■ PROBLEM STATEMENT
Every line from the line containing "of the concrete" through the final line below is to be repeated exactly; no other line is.

******

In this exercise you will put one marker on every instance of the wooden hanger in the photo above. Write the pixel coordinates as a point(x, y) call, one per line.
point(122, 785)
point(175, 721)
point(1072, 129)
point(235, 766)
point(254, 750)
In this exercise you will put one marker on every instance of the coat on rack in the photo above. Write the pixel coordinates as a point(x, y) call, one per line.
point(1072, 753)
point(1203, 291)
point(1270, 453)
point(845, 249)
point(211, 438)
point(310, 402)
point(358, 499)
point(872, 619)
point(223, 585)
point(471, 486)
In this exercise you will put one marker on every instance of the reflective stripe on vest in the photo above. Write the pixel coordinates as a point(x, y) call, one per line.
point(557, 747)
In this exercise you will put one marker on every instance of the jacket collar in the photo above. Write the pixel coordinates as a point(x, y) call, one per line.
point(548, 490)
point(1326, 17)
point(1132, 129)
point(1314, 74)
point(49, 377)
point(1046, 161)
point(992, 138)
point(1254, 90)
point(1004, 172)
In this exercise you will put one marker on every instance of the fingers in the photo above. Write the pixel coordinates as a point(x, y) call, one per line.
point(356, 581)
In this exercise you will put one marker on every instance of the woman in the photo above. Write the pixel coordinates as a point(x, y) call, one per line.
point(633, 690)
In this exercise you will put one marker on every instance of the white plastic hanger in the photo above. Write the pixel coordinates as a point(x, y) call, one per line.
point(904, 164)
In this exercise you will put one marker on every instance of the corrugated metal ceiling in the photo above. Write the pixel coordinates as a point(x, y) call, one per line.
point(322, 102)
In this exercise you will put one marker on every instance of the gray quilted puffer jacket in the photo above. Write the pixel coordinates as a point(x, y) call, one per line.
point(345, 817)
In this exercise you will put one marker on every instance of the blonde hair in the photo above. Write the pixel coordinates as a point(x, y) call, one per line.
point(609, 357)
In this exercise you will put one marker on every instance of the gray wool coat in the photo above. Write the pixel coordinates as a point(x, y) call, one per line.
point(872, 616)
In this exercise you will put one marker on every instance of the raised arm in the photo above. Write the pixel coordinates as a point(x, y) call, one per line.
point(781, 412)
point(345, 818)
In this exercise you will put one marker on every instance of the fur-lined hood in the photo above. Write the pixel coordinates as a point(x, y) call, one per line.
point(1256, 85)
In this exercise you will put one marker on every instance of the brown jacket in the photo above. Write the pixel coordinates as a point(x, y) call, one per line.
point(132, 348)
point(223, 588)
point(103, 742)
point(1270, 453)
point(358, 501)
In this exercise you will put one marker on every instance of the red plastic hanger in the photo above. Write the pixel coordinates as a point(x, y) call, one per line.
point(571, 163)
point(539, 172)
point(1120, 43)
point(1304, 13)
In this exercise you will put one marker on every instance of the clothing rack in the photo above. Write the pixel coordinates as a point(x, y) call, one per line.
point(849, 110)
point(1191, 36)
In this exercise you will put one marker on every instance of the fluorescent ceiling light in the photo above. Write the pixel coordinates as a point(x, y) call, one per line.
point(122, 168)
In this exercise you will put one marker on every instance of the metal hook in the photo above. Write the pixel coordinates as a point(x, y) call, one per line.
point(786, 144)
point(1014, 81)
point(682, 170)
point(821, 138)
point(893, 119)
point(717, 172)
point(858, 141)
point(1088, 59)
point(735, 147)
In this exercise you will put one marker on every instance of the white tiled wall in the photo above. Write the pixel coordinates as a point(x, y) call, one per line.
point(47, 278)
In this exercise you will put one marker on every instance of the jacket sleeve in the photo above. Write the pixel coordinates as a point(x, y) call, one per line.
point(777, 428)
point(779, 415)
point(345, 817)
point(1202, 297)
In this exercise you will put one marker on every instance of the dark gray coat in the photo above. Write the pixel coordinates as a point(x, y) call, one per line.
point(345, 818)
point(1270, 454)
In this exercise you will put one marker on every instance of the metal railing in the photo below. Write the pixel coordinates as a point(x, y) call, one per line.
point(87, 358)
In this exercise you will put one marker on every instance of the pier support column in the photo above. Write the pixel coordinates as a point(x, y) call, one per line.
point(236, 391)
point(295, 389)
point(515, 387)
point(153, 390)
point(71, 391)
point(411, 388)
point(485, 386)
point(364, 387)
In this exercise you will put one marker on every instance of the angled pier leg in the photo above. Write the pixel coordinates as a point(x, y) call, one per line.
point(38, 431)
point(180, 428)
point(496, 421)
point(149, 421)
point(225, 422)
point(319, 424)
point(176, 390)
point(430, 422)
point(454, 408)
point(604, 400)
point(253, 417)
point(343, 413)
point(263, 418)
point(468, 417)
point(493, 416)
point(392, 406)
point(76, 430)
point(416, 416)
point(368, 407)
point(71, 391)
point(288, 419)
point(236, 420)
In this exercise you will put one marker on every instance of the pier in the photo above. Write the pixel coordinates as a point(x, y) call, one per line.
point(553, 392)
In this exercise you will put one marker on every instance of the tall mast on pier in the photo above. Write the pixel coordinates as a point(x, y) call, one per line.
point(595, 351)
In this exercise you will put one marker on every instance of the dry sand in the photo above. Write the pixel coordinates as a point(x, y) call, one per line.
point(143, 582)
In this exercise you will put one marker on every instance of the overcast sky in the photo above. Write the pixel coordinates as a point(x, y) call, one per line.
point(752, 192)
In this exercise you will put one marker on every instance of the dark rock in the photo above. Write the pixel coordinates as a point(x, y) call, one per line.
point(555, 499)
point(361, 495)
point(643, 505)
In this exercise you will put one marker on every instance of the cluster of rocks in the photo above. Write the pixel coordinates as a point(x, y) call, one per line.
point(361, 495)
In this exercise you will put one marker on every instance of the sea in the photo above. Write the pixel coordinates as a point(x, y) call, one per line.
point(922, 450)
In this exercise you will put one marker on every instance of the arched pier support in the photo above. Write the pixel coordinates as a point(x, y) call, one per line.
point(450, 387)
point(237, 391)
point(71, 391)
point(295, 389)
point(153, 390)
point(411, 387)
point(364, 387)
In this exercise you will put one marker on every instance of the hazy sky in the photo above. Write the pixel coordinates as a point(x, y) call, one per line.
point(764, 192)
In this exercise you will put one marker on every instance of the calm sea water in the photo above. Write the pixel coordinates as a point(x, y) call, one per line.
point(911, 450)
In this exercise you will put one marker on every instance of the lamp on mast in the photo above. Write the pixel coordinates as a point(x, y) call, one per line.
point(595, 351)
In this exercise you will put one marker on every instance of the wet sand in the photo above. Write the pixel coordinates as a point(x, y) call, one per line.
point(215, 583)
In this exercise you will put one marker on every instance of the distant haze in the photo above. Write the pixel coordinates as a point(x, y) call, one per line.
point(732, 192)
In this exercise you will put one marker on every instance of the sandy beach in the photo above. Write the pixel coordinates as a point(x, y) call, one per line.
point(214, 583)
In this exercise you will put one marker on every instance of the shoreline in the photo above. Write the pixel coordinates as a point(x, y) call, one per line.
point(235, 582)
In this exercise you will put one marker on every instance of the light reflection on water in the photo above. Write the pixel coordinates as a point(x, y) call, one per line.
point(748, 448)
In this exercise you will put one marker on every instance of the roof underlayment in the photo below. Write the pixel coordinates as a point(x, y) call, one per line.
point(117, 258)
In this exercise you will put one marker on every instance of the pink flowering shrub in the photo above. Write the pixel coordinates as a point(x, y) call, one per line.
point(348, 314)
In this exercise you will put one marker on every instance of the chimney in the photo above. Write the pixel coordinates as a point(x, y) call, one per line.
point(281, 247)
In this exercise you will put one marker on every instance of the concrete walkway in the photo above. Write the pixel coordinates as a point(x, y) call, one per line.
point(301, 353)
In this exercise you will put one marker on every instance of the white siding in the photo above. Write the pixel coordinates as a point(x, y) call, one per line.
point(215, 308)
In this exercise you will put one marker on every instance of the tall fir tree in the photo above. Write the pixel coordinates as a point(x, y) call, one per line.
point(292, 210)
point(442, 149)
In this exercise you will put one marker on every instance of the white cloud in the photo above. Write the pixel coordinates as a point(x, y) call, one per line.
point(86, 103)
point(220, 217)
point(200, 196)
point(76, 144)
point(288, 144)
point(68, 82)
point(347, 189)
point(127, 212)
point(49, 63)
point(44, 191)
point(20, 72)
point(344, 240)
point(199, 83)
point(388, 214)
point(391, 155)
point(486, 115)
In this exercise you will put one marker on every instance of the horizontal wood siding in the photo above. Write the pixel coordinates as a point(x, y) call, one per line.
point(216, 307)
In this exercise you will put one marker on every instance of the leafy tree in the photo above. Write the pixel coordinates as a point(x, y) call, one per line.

******

■ EXERCISE OUTPUT
In this exercise you will put one marker on every instance of the concrete walkway in the photo above. Write the pixel coordinates as a point(x, y) call, one per line.
point(301, 353)
In this exercise you will put one marker on every instance of the white siding in the photo above. Write the pixel coordinates as a point(x, y) call, one per line.
point(215, 308)
In this exercise you will put one marker on every instance of the tall fir tree in the photo above. Write the pixel coordinates as a point(x, y) call, one per line.
point(292, 210)
point(442, 149)
In this exercise you will put one marker on every instance of the white cloud in the photo above. Write the pixel coordinates as a point(x, y) call, one per line.
point(86, 103)
point(220, 217)
point(200, 196)
point(76, 144)
point(288, 144)
point(68, 82)
point(347, 189)
point(127, 212)
point(49, 63)
point(44, 191)
point(20, 72)
point(344, 240)
point(199, 83)
point(388, 214)
point(391, 155)
point(486, 115)
In this exercise you will put one marker on every instance of the horizontal wood siding in the photo above. Write the pixel coordinates as a point(x, y) call, one per line.
point(216, 307)
In this exercise you will put one marker on every instance of the leafy tree in the photo above. Write the pixel coordinates as a point(x, y) call, one per line.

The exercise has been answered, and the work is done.